▶ [Text block]
□ □ □ □ □
I have several letters I would like to quote from one is from
John T. Offutt of 101 Main St., Parkville, Missouri who states,
‘I have some information on Valve Gears. Only can find the date
on the Walschant this was invented in Belgium by Eddie Welschant in
1844 and came into common use in the U. S. about 1905.’ Thanks
John, hope this is an interesting note to our fans.

Had a letter from Stanley H. Boyd of22613-7th Ave. So., Des
Moines, Washington and quote in part, ‘By the way Why can’t
the Steam Associations in the East recognize us as associates? Wife
and I have visited steam-up in Michigan with our WSFA badges in
full view and were required to pay admission to the meet as did the
other non-members. Out in the Golden West, everybody is welcome. We
catch quite a number of new members honey, not vinegar.’ Could
be this is a point for discussion don’t know, I’m just
quoting. Mr. Boyd is also interested in hearing from an owner of a
Brian Steam Tractor. How about it?
□ □ □ □ □
▶ [Required tasks]
a - Substitute "Holland" for "Belgium" and reproduce the passage on readers' letters between "I have several" and "to our fans.", inclusive.
b - Write out the source data entries between the line holding "Q: For each instance of the string" and the final line of the entries, inclusive.

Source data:
□ □ □ □ □
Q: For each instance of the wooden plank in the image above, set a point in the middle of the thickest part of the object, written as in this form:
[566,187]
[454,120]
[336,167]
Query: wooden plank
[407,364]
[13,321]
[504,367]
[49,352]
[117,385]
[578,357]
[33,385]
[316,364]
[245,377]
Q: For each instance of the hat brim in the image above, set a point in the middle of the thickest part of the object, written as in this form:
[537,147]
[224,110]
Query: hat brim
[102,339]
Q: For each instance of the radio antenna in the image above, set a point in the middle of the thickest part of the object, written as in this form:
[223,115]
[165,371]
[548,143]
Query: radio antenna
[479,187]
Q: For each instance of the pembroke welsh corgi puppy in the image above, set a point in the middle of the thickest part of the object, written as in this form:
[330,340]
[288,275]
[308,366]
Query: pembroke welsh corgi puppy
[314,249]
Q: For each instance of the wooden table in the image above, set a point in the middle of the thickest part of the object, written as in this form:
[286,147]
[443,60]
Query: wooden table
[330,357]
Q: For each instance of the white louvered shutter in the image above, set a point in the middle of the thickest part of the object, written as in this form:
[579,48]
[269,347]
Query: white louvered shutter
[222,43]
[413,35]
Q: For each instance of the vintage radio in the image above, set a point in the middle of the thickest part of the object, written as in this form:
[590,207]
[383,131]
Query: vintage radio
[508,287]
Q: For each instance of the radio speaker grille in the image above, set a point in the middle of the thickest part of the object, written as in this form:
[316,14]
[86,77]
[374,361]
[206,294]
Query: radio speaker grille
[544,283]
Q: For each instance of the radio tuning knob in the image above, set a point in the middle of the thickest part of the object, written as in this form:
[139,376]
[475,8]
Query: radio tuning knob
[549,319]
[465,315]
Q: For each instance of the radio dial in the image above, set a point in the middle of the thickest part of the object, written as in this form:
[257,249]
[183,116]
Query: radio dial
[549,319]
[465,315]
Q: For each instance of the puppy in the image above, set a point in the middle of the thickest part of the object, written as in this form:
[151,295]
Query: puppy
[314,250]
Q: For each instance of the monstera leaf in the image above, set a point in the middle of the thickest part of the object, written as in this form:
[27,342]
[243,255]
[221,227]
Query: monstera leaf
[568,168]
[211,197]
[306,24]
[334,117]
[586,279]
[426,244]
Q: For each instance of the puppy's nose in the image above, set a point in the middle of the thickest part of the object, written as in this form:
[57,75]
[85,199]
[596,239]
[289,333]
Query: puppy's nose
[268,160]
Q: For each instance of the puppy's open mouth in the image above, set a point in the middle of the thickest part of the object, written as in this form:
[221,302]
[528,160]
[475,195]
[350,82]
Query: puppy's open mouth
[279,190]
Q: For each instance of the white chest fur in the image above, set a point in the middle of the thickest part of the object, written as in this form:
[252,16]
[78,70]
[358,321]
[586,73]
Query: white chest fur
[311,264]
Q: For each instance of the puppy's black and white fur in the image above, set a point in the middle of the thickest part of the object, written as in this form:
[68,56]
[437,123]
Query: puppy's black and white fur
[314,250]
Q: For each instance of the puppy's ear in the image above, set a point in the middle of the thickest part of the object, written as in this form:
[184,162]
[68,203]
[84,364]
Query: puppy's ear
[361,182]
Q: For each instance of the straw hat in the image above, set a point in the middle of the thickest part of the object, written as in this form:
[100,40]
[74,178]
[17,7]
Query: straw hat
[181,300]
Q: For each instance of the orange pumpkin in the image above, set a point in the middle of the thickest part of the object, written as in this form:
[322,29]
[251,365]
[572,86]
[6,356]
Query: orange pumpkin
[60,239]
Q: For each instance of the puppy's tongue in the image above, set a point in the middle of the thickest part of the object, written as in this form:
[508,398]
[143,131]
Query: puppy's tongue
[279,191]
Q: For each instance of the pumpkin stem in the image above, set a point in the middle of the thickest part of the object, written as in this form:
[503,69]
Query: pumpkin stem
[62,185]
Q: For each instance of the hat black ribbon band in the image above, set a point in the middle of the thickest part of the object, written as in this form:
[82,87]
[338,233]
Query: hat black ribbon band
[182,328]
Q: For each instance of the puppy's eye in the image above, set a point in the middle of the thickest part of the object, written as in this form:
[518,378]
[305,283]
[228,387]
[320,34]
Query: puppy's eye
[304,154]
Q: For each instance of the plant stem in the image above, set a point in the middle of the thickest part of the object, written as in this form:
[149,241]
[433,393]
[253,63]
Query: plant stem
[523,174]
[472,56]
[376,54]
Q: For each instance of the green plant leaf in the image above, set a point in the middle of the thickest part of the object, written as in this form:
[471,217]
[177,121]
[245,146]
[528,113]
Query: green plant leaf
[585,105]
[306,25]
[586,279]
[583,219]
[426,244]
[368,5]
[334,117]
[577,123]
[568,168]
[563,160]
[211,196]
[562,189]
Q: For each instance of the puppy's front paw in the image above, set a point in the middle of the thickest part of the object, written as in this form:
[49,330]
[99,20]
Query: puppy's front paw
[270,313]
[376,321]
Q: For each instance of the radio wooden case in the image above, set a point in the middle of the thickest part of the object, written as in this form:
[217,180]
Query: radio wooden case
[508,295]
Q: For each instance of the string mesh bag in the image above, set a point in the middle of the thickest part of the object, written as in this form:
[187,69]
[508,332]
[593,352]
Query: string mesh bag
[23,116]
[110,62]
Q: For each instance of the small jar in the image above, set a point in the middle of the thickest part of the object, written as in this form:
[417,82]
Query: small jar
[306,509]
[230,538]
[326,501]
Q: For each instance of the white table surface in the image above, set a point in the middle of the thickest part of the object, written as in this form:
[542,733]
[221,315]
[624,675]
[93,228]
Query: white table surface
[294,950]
□ □ □ □ □
▶ [Responses for each task]
a -
I have several letters I would like to quote from one is from
John T. Offutt of 101 Main St., Parkville, Missouri who states,
‘I have some information on Valve Gears. Only can find the date
on the Walschant this was invented in Holland by Eddie Welschant in
1844 and came into common use in the U. S. about 1905.’ Thanks
John, hope this is an interesting note to our fans.

b -
Q: For each instance of the string mesh bag in the image above, set a point in the middle of the thickest part of the object, written as in this form:
[187,69]
[508,332]
[593,352]
Query: string mesh bag
[23,116]
[110,62]
Q: For each instance of the small jar in the image above, set a point in the middle of the thickest part of the object, written as in this form:
[417,82]
Query: small jar
[306,509]
[230,538]
[326,501]
Q: For each instance of the white table surface in the image above, set a point in the middle of the thickest part of the object, written as in this form:
[542,733]
[221,315]
[624,675]
[93,228]
Query: white table surface
[294,950]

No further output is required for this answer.